Page extract:
________________

This is the mbed Client example for mbed OS (we also have one for Linux). It demonstrates how to register a device with mbed Device Connector, how to read and write values, and how to deregister. If you are unfamiliar with mbed Device Connector, we recommend that you read the introduction to the data model first.

The application:

• Connects to network with WiFi, Ethernet, 6LoWPAN ND or Thread connection.
• Registers with mbed Device Connector.
• Gives mbed Device Connector access to its resources (read and write).
• Records the number of clicks on the device’s button and sends the number to mbed Device Connector.
• Lets you control the blink pattern of the LED on the device (through mbed Device Connector).

• FRDM-K64F board.
• 1-2 micro-USB cables.
• mbed 6LoWPAN gateway router for 6LoWPAN ND and Thread.
• mbed 6LoWPAN shield (AT86RF212B/AT86RF233) for 6LoWPAN ND and Thread.
• Ethernet cable and connection to the internet.

This example has been tested in following configuration

• K64F + NXP MCR20 15.4 shield (mesh NANOSTACK_FULL mode)
• NUCLEO_F429ZI + X-NUCLEO-IDS01A4 Spirit1 6LoWPAN expansion board (mesh LOWPAN_ROUTER mode)
• NUCLEO_F429ZI + ATMEL AT233 15.4 shield (mesh LOWPAN_ROUTER mode)
• K64F (Ethernet)
• NUCLEO_F429ZI (Ethernet)
• UBLOX_EVK_ODIN_W2 (WiFi & Ethernet - use the supplied configs/eth_v4.json for Ethernet)
• K64F + GROVE SEEED shield (WiFi)
• NUCLEO_F429ZI + GROVE SEEED shield (WiFi)

Apart from this, this example can work on other mbed OS supported hardware boards which support any of the given network interface including Ethernet, WiFi, Mesh (6LoWPAN) or Thread, provided the configuration fulfills condition that the target hardware has TLS entropy implemented for it and the complete example configuration of mbed Client, selected network interface and mbed OS components fits into hardware's given memory size (Flash size and RAM size). See Mesh-minimal's Notes on different hardware for known combinations of development boards and RF shields that have been tested with mesh networking stack.

To see how different targets are built please see the supplied build_all.sh script.

________________

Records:
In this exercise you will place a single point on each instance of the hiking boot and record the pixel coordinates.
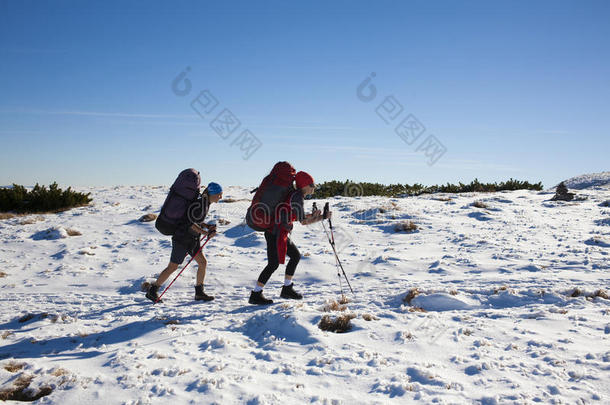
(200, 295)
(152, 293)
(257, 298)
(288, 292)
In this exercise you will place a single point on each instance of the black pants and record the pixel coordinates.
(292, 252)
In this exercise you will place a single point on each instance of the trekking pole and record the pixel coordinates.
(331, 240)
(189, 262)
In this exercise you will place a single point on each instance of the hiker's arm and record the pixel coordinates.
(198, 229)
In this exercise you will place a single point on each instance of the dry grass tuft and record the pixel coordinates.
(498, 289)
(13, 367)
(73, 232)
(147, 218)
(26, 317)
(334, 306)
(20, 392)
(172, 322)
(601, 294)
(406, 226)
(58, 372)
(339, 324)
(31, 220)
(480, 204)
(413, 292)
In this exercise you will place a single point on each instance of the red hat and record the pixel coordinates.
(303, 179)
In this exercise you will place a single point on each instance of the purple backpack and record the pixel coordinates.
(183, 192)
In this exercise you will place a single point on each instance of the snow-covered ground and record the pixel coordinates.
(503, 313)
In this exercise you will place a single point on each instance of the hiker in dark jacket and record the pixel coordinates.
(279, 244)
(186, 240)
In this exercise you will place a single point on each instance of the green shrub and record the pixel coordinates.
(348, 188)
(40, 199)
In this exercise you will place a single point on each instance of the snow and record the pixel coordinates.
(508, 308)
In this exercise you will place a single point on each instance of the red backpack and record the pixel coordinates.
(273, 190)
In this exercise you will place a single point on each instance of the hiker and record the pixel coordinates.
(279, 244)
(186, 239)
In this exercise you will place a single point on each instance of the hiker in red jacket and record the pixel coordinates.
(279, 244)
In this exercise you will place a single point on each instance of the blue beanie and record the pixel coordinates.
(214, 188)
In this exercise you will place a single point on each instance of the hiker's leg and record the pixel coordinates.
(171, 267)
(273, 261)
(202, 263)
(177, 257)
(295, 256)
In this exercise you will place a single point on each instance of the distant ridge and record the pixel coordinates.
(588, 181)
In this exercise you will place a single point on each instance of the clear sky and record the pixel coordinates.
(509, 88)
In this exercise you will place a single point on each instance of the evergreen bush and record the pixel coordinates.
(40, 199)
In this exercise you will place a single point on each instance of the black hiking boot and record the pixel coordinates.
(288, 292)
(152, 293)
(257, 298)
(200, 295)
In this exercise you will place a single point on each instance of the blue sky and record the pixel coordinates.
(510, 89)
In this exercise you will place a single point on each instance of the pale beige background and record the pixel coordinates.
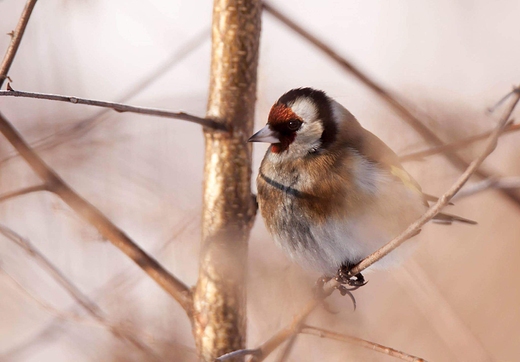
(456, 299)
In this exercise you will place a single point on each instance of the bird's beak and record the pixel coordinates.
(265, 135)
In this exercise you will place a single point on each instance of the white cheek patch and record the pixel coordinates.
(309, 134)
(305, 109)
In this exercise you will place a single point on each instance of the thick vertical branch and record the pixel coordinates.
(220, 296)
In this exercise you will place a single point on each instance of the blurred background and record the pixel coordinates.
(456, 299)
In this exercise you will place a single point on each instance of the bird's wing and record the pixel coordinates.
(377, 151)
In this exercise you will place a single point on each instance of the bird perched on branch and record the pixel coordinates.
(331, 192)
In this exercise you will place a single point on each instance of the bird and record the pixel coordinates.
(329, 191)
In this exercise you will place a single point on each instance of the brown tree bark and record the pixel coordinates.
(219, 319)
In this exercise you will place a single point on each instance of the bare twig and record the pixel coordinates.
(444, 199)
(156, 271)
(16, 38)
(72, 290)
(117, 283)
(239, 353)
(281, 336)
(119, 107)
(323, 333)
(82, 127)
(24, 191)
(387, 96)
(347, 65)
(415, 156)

________________

Exercise A:
On the mbed Client example page, which config file should be used for Ethernet on the UBLOX_EVK_ODIN_W2?
Exercise B:
Carry on writing the mbed Client example page from the point where it stops.

Expected output A:
configs/eth_v4.json

Expected output B:
• This example requires TLS functionality to be enabled on mbed TLS. On devices where hardware entropy is not present, TLS is disabled by default. This would result in compile time failures or linking failures.

  To learn why entropy is required, read the TLS Porting guide.

• On non-K64F boards, there is no unregistration functionality and button presses are simulated through timer ticks incrementing every 15 seconds.

• ARM mbed account.
• mbed-cli - to build the example programs. To learn how to build mbed OS applications with mbed-cli, see the user guide.
• Serial port monitor.

To configure the example application:

1. Select the connection type.
2. Set the client credentials.
3. Change 6LoWPAN ND & Thread settings.
4. Change Ethernet settings.
5. Change WiFi settings.
6. Set up an IP address. This step is optional.
7. Change the socket type. This step is optional.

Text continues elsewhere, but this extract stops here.